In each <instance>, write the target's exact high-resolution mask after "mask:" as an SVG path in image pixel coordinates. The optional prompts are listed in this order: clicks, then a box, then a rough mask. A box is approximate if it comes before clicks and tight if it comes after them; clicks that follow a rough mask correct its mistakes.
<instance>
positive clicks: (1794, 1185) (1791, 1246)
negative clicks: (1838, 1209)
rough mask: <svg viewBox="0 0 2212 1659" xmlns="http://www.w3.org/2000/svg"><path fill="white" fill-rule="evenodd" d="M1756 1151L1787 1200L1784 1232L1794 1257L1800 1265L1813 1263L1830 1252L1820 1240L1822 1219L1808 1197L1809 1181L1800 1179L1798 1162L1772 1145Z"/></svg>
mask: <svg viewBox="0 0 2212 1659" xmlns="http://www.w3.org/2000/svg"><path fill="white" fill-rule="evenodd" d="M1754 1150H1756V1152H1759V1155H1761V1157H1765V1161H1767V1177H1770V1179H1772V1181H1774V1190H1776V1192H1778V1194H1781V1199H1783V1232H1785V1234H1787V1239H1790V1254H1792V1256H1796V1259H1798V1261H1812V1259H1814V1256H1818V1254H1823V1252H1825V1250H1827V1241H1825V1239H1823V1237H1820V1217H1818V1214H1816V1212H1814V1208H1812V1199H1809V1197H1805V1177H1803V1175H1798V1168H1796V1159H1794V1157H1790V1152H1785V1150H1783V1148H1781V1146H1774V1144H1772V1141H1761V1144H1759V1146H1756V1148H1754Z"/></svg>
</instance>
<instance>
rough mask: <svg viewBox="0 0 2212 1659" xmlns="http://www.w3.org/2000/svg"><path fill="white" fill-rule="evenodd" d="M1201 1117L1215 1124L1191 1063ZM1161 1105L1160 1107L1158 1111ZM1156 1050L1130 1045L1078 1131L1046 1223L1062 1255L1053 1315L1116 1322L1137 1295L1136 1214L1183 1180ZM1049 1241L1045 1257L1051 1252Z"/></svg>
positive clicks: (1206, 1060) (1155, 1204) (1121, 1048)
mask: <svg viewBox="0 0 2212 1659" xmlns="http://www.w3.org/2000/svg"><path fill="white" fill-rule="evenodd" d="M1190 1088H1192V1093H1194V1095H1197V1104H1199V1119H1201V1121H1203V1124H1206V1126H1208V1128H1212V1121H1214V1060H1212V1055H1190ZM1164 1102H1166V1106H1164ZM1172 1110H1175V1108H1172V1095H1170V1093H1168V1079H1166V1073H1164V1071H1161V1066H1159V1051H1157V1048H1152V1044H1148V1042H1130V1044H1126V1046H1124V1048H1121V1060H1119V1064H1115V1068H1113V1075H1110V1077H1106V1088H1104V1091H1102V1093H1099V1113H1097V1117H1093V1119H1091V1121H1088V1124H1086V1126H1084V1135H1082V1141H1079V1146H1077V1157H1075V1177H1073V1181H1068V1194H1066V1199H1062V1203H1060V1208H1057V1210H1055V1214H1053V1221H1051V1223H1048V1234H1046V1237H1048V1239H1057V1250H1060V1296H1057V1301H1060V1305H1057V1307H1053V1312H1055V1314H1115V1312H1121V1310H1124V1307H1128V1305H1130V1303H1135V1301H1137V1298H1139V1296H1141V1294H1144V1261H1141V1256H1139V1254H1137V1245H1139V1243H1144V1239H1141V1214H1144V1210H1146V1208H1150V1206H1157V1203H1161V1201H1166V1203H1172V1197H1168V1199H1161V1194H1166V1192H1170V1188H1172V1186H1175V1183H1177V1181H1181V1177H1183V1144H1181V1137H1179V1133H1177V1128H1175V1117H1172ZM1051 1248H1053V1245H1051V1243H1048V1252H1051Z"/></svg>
▬▬▬▬▬▬
Return word for word the part of the items that runs from their first line through the line containing "1151L1787 1200L1784 1232L1794", including that line.

In each <instance>, write the target's exact high-resolution mask after "mask:" as an SVG path in image pixel coordinates. The optional prompts are listed in this order: clicks, then a box, then a rough mask. A box is approximate if it comes before clicks and tight if it comes after them; clicks that follow a rough mask correct its mistakes.
<instance>
positive clicks: (1794, 1185) (1791, 1246)
negative clicks: (1838, 1209)
rough mask: <svg viewBox="0 0 2212 1659" xmlns="http://www.w3.org/2000/svg"><path fill="white" fill-rule="evenodd" d="M1756 1151L1787 1200L1784 1232L1794 1257L1800 1265L1813 1263L1830 1252L1820 1240L1822 1219L1808 1197L1809 1181L1800 1179L1798 1162L1772 1145Z"/></svg>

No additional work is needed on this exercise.